_PROBLEMS TO SOLVE_.
**1.** Count the lines in the rows below that contain the word "dark", treating uppercase and lowercase as different, and give only that number.
**2.** Write a continuation of the Supervalu quarterly results commentary that follows, starting after its last sentence.

Release: http://sec.gov/Archives/edgar/data/95521/000115752311005800/...
Transcript: http://seekingalpha.com/article/300600-supervalu-s-ceo-discu...

Not a bad quarter. It continues the turnaround, working its way from pretty bad to so-so bad. Who knows? It might actually work its way to so-so good.

It handily beat earnings estimates, coming in flat YoY at $0.28 per share (vs. $0.21 predicted). Management narrowed (by lowering the top end) of full year guidance to $1.20 to $1.30. One question on the call asked about this, saying if the company would turn out to be just flat for the rest of the year, it would meet the top end of guidance at $1.30. The answer was a bit of hemming and hawing without really saying why it kept the low end there. Will it actually see lower YoY results or is it guiding for a beat? Analysts actually upped consensus by a couple of pennies to $1.25 for the year compared to a month ago.

One item that could really help the company is something it's calling hyper-local retailing. This is giving more power to the local store manager, letting him tailor the store and promotions and marketing to let the store capture local events. The example pulled out in the call was the Albertsons store in Cheyenne, Wyom. during Frontier Days last July, one of the biggest rodeos in the country. The local store director put up a walk-in display like a horse stable, turned part of the parking lot into a petting zoo, and tied in promotional displays for a national vendor that was sponsoring the rodeo. Employees dressed in cowboy hats and shirts. Sales were driven pretty well, with healthy comps (same-store sales) during that time. If it loosens the corporate control strings a bit across the country, the individual stores could become more local, giving customers the best of both worlds -- a consistent national retail feel with local flavor for loyalty.

_ENTRIES PROVIDED_.
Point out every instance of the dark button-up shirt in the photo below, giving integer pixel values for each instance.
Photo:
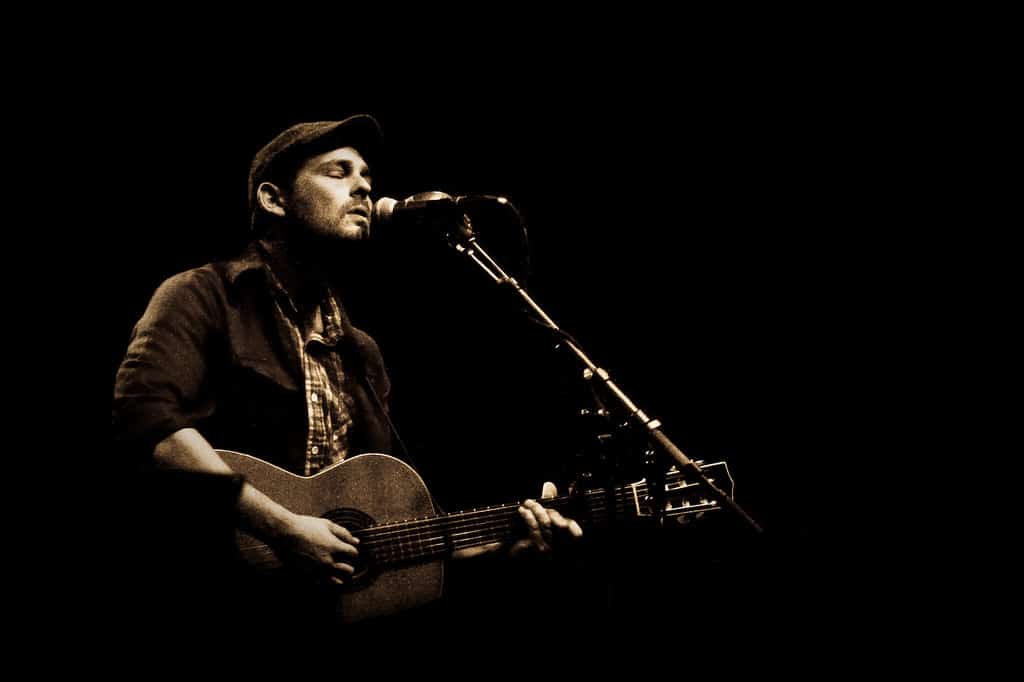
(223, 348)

--

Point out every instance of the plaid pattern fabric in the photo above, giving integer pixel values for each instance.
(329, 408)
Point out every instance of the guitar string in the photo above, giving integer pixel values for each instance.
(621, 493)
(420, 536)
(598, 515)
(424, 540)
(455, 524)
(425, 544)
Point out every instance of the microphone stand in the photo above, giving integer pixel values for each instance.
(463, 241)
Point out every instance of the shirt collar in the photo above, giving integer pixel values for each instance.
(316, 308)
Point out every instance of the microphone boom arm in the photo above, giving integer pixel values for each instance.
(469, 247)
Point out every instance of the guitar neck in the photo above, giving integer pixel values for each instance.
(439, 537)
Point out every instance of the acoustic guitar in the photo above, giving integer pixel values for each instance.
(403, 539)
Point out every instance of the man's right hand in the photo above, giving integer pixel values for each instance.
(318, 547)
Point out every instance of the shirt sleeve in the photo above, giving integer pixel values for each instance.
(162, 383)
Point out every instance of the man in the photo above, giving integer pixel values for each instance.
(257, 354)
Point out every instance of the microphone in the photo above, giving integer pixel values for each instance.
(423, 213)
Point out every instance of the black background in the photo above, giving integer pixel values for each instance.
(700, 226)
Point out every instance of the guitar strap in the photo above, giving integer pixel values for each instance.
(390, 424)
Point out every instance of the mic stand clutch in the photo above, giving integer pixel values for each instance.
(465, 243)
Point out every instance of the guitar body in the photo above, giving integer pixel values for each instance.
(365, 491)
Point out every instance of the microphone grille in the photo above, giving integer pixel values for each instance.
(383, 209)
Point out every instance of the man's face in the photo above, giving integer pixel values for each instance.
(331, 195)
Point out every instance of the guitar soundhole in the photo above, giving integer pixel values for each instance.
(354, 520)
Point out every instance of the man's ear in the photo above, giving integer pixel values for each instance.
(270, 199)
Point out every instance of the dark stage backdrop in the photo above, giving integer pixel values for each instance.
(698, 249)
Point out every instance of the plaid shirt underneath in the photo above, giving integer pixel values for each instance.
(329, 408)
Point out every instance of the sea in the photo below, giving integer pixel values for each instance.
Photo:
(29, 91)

* * *

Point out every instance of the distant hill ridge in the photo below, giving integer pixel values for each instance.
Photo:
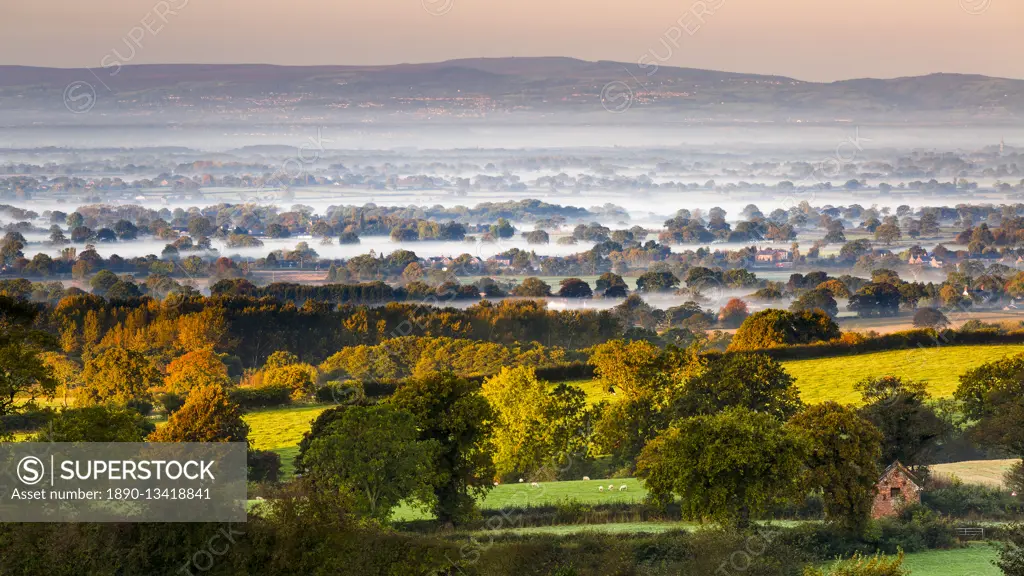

_ANSWERS_.
**1.** 2

**2.**
Other promotions that worked well were games that drove multiple visits and more of those are going to be rolled out.

Overall, the costs of these promotions were more than covered by increases in volume sold. In other words, they're working.


Its slowing down the opening of new Sav-a-Lot stores, cutting down from the 160 or so expected to 80 - 90 or so. Probably a smart move given a relatively new SaL CEO. Also lets the company increase its remodeling campaign, which it is doing.


Finally, a nice point is that it increased guidance (by raising the lower boundary) of expected debt payback, currently saying $525 to $550 million. Aggressively paying off debt is what we want to see and as long as cash flow supports it, that's a great use of capital. Interest payment savings were $9 million for the quarter.

I know many would prefer that it suspend its dividend and divert that to debt repayment as well, but I'm not so sure that's a good idea. Despite positive framing, cutting or removing the dividend would probably be viewed as a bad thing, possibly as an act of desperation. Keeping the dividend where it is tells investors that management is confident that it will stay on track to pay down debt, use cash to open new stores and remodel existing ones, and share in the earnings of the company with investors. Besides, dividend-paying companies actually outperform non-dividend paying companies as a class, so it's in good company.

All in all a decent quarter with what appears to be a pretty good plan to continue the turnaround and get this company back on its feet. I'll continue to hold and watch.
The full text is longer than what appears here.